▶ **EXCERPTED PASSAGE**:
****************************************

Most backyard orchardists and gardeners know what their Hardiness Zone is. If they don’t, they should learn what it is.

The United States Department of Agriculture (USDA), using long-term weather and climate data, has broken down the U.S. into 13 Hardiness Zones, from Zone 1 (darn cold) to Zone 13 (dang hot). They vary by 10 degrees each based on the “Average Annual Extreme Minimum Temperature.” The data used in the most current edition is from 1976 to 2005.

If you are a backyard orchardist of deciduous fruit (apple, pear, cherry, peach, nectarine, apricot, and plum) you should know where these varieties will best perform and grow, usually in zones 4 to 8.

Over approximately a 20-year time-span, your location will have an extreme cold event that basically determines your Hardiness Zone. For example, if you are located in Zone 5, the coldest temperature you will “likely” experience in a 20-year period will be between -10 and -20F.

****************************************

▶ **DATA**:
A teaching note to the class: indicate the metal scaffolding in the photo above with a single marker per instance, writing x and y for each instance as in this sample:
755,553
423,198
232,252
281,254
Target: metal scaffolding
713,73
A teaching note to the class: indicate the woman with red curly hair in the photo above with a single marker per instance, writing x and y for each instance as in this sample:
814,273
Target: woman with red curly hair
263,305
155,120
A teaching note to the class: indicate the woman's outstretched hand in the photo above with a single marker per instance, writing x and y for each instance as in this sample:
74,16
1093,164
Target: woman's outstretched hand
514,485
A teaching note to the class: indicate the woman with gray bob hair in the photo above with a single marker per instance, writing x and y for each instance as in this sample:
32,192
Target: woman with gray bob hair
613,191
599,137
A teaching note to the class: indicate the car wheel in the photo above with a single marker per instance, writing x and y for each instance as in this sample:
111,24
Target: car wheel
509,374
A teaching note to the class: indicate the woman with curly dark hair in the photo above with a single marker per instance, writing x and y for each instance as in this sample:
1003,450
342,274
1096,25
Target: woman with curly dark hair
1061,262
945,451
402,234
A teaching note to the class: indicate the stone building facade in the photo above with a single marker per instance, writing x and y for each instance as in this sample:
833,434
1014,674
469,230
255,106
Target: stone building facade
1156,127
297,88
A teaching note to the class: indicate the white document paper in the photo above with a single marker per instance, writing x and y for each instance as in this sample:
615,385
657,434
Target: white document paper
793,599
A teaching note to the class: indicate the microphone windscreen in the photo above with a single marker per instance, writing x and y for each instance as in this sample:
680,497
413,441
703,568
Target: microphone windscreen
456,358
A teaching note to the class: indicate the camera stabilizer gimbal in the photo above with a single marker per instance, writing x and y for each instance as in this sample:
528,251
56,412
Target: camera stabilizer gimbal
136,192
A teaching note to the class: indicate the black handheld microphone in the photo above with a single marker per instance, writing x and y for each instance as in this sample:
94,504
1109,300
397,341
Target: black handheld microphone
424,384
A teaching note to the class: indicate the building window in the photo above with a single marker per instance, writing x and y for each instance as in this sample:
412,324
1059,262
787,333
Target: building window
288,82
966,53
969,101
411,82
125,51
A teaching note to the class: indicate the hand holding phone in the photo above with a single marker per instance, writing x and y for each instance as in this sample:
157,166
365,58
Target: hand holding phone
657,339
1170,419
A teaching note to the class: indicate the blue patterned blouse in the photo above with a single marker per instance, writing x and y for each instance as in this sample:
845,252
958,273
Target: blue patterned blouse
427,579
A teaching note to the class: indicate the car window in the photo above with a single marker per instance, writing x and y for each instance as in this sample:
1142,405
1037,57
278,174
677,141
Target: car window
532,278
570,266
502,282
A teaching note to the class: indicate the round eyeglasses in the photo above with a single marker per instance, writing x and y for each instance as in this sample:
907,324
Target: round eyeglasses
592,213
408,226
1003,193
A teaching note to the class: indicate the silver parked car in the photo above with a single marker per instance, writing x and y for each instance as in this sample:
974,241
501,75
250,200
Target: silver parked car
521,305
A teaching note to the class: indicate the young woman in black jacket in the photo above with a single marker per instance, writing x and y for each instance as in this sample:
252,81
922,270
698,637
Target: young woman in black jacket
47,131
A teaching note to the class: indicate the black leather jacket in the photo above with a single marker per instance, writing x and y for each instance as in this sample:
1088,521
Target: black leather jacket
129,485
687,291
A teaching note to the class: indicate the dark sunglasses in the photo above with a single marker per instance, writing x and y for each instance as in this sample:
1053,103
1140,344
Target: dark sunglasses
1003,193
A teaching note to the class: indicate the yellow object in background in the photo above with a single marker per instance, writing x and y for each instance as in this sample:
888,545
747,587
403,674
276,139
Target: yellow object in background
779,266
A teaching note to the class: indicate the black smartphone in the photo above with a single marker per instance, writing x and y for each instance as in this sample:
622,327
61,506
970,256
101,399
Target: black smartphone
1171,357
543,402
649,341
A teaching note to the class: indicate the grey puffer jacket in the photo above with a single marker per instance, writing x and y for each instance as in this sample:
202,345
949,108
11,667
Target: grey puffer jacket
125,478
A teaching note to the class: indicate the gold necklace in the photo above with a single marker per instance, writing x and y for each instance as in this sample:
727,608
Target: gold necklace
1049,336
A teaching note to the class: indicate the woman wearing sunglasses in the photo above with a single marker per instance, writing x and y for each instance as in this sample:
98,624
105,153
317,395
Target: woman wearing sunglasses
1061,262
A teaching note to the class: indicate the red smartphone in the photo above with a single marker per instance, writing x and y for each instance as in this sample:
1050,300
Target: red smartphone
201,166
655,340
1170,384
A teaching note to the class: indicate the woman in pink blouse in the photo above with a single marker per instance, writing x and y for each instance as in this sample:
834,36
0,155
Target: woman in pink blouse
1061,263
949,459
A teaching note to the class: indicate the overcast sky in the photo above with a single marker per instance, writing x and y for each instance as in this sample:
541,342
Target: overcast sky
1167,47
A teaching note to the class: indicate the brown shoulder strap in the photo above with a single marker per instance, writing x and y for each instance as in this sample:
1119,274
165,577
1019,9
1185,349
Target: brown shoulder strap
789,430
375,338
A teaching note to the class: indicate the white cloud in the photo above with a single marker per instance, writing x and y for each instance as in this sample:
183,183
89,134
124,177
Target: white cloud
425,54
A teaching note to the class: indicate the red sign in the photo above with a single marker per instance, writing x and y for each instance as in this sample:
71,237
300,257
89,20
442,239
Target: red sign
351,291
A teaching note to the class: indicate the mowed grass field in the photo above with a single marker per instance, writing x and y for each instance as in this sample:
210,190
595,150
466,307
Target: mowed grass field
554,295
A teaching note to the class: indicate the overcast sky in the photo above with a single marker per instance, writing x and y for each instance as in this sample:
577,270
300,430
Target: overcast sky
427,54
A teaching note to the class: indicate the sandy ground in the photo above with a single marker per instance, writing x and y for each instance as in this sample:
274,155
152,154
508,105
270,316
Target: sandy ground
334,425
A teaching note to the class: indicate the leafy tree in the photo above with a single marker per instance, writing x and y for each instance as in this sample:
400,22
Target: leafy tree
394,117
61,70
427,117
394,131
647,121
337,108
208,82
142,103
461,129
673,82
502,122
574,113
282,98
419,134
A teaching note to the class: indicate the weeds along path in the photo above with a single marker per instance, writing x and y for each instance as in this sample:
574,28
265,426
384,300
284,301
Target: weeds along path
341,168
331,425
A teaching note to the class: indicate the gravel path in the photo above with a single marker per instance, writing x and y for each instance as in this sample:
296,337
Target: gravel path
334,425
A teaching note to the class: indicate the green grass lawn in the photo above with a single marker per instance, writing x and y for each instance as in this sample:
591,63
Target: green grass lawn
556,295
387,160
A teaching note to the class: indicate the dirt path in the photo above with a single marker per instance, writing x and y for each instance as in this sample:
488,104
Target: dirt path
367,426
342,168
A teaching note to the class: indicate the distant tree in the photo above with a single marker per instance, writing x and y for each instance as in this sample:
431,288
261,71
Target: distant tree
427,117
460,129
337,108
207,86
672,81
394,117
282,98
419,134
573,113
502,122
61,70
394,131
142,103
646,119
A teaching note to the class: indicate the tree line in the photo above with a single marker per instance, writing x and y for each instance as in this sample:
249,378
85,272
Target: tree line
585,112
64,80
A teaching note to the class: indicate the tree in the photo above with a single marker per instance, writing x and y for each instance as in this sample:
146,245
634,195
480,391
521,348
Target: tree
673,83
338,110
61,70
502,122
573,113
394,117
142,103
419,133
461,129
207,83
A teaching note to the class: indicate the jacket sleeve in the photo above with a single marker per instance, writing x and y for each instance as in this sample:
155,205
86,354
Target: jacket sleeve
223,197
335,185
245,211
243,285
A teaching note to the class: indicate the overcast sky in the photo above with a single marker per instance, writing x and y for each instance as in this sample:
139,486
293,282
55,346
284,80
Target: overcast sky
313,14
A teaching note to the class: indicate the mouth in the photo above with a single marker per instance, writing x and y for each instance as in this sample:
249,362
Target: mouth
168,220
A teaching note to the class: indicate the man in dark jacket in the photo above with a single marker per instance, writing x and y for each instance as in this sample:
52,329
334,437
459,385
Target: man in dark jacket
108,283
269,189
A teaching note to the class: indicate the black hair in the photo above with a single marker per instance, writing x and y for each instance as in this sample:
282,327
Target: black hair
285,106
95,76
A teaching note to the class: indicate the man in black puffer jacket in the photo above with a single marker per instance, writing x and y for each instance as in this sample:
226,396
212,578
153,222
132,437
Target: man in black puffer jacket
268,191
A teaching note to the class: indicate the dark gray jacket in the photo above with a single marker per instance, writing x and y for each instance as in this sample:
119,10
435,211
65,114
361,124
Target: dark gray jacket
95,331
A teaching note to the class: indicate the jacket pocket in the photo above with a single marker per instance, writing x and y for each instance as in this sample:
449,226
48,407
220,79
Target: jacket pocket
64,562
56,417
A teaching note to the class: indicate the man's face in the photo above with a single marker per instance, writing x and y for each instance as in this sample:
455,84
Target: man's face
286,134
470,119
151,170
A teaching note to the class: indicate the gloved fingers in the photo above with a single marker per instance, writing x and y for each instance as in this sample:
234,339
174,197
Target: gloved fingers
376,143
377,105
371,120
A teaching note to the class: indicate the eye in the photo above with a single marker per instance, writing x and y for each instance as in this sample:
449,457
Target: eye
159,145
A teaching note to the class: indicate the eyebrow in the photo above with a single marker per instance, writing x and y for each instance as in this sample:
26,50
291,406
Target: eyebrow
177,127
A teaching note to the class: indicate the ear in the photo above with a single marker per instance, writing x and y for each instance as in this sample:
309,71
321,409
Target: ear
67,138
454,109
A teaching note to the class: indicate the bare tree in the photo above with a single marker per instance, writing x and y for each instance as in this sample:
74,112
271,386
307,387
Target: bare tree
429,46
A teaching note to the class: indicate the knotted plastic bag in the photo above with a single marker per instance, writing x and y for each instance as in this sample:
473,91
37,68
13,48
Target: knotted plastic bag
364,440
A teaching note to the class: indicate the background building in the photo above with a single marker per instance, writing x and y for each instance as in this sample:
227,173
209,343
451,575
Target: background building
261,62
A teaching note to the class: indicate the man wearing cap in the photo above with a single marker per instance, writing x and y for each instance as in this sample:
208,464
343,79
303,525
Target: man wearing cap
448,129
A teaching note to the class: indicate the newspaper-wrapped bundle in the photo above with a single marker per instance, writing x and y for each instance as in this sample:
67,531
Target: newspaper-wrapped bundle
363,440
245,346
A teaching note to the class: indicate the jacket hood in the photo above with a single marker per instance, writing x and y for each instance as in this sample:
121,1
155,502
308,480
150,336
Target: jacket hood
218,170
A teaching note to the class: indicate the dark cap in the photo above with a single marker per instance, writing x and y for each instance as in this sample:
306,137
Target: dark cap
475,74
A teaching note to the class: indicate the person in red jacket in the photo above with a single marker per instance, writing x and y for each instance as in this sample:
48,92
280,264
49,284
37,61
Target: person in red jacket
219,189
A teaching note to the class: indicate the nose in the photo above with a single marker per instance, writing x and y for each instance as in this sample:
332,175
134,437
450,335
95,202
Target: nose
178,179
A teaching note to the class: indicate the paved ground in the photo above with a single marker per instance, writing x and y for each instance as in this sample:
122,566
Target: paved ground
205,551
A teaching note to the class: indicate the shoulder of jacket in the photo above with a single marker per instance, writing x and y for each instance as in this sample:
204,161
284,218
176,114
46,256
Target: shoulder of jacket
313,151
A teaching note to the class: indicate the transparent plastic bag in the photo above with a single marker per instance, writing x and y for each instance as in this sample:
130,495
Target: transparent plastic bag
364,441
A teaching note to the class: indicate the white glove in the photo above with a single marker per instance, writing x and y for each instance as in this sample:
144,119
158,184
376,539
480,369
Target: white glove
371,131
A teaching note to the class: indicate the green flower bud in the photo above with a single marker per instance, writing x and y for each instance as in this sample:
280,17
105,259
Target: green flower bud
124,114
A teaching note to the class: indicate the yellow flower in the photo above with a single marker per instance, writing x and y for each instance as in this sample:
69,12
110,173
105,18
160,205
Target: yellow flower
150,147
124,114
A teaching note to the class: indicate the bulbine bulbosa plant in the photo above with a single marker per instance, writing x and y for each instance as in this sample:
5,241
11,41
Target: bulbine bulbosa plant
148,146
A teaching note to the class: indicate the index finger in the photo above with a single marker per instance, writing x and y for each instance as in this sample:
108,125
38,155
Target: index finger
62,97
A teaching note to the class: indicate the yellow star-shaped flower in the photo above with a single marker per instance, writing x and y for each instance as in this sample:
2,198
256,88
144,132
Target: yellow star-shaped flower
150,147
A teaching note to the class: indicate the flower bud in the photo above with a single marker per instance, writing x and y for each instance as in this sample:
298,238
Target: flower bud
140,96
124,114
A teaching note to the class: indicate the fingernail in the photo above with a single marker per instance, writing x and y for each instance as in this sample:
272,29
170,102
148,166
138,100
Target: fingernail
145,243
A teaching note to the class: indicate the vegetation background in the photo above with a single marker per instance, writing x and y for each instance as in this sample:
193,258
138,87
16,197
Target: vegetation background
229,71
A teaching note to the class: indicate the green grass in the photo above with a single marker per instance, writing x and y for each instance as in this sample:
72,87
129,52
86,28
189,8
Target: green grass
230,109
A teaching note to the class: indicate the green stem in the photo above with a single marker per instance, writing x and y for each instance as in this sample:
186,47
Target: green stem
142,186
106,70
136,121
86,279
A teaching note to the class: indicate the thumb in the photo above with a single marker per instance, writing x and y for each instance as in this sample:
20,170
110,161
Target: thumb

****************************************

▶ **USING THE INFORMATION**:
1/ Decide whether each statement below agrees with the Hardiness Zone passage. Answer yes or no, quoting the words of the passage that decide it.
(a) The USDA divides the U.S. into 13 Hardiness Zones.
(b) The most current edition draws on data from 1986 to 2015.
(c) Deciduous fruit varieties usually grow best in zones 4 to 8.
2/ Carry the Hardiness Zone passage forward from its last sentence.

▶ **EXPECTED RESPONSES**:
1/
(a) Yes: "has broken down the U.S. into 13 Hardiness Zones"
(b) No: "The data used in the most current edition is from 1976 to 2005."
(c) Yes: "where these varieties will best perform and grow, usually in zones 4 to 8"

2/
To look up your Hardiness Zone according to the latest and supposedly “best” edition of the map, click HERE

Climate change and zone migration
Grandpa is slightly skeptical about the maps, because they are based on averages over many years, and he feels that the latest one appears to be somewhat based on the theories that the climate is warming and the Hardiness Zones are “migrating” northward. Time will tell for sure, but another facet of the climate-warming theory is that there will be more extremes of temperature, so possibly this means that the winter cold extremes may become even worse than before, thus possibly negating the migration.

Regardless, the Hardiness Zones are useful in helping the backyard orchardist determine what varieties he should or should not be growing because of their sensitivity to winter cold. Most fruit varieties have zone ratings, however, these should be taken with a grain of salt. In some cases, the determination may just be an educated guess based on the genetics of the variety or even wishful thinking by the promoter. Since there doesn’t seem to be any other way to rate varieties, we must use them judiciously and carefully.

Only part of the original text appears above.